● Problem statement:
Word for word, repeat the lines of the records from the one containing "For the benchmark, mark every instance of the sidewalk" through the last line, both included.

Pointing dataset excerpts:
--- begin ---

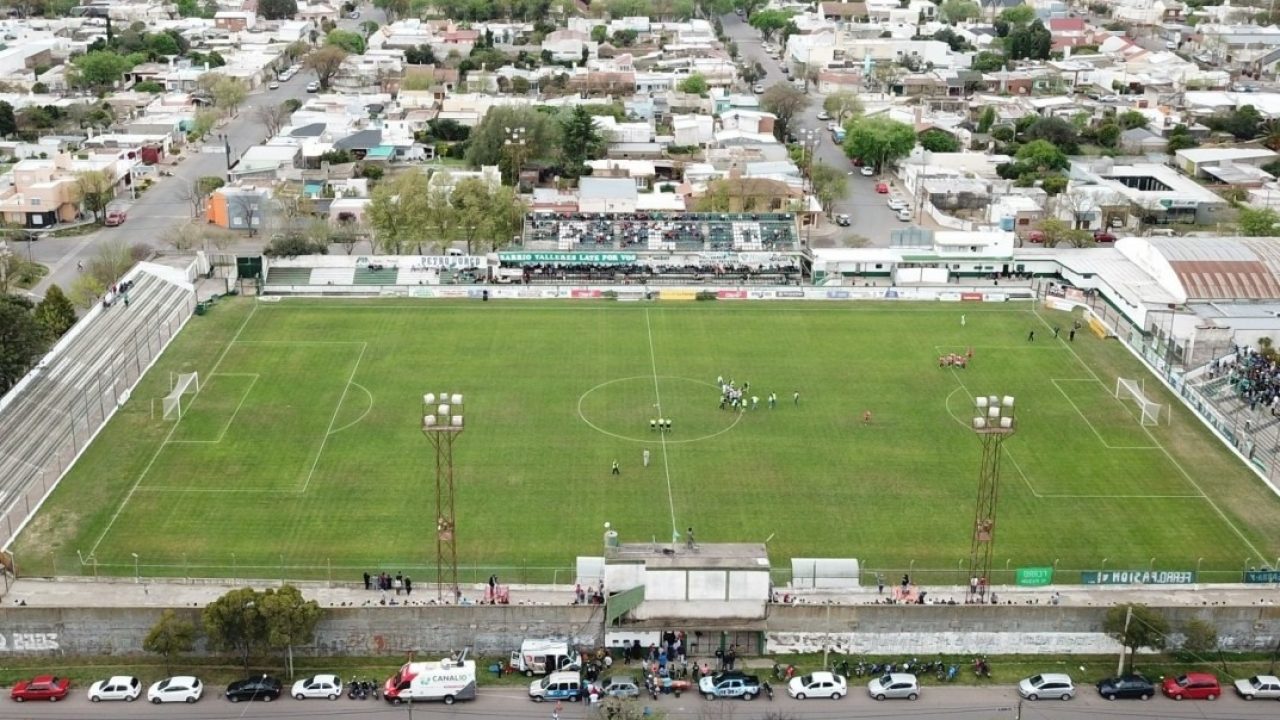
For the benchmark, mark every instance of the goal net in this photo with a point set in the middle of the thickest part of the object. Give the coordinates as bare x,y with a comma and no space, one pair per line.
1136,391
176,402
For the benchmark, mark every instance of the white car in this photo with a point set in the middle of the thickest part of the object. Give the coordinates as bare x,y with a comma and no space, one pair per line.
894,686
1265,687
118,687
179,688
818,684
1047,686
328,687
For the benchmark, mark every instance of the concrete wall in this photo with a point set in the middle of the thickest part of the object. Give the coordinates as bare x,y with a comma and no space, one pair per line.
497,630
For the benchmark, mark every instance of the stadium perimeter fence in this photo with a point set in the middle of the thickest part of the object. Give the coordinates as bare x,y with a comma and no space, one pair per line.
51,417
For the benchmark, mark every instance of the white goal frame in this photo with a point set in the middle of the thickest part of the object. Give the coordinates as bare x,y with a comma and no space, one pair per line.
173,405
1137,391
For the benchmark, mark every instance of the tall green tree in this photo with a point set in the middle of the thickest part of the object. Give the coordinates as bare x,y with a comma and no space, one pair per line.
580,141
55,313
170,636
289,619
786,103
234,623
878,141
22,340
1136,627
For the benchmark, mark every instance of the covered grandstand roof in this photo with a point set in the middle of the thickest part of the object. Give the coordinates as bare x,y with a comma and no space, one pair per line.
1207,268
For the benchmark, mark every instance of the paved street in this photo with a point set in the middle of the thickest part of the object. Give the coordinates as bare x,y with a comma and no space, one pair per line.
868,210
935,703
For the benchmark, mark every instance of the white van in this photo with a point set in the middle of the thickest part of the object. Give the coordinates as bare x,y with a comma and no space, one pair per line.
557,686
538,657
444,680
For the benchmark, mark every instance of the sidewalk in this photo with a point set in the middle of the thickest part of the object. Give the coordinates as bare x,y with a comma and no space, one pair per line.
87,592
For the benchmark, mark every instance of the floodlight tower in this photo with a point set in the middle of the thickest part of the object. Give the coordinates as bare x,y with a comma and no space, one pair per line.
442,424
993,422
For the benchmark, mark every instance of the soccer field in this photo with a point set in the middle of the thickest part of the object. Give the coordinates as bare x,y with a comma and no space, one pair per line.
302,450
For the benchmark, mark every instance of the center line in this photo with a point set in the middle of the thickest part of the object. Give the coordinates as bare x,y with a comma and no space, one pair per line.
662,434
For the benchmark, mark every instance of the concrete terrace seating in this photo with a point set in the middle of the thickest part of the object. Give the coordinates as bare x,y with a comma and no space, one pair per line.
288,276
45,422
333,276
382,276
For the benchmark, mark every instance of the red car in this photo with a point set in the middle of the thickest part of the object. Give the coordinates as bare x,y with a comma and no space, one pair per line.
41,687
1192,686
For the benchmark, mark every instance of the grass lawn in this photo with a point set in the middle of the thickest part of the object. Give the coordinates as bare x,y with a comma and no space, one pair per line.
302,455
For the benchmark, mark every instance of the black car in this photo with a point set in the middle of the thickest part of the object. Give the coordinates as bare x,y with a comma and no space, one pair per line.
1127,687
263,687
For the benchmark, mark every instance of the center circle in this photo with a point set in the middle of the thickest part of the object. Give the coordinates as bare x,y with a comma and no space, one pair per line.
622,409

--- end ---

● Result below:
For the benchmark, mark every instance of the sidewalk in this photo with a point set in the middle of the thickest part of the object. Give the coordinates as bare x,y with a comma and no space, one pair per line.
87,592
For the benchmark, mark every instance of the floodlight tower in this photo with a point set in the middle of the thickest part of the object. Give the coordinates as bare x,y with a comma and no space, one pair per line.
442,424
993,422
For the benchmark, mark every instance of the soccer field in this photo with a point set in the middle of the thickest part of the object. Give the coordinates as bare x,y with a comma and no space, one pair per line.
302,450
For the benchmark, mark every instance of the center line in this photo with a point set in the middle of the thickest part of the object. Give the coordinates as bare x,y with a comma and no space, one pair per line.
662,434
For the benchmark, mark every instance of the concrete terrace seating in this photo with a point set in the middle of the thickest part of the object. Give the coordinates as bare x,y with a comma and no space, one pair per line.
288,276
45,422
333,276
382,276
For the benchmark, mark every instance of the red car in this photo with a point set in the middle of the thickest part of the object. Give the coordinates as bare x,y with a comma and no space, one pair per line.
41,687
1192,686
For the benchmark, mark every instance of the grass lawn in this photo with a point set in the middle of the thickest part of the object. Give the coordinates as bare x,y with a comma and no space, one pair per line.
302,455
For the benchmark, mark every instance of the black car in this photo with a point set in the middle of the thickest part of the object. Give the coordinates as bare x,y with a comma and no space, one pair per line.
1127,687
263,687
For the benchmark, mark every instance of the center circle in this photo with a point set in the middle of the thickest part of the object. Give the coordinates as bare x,y with a comma and no space, one pair per line.
622,409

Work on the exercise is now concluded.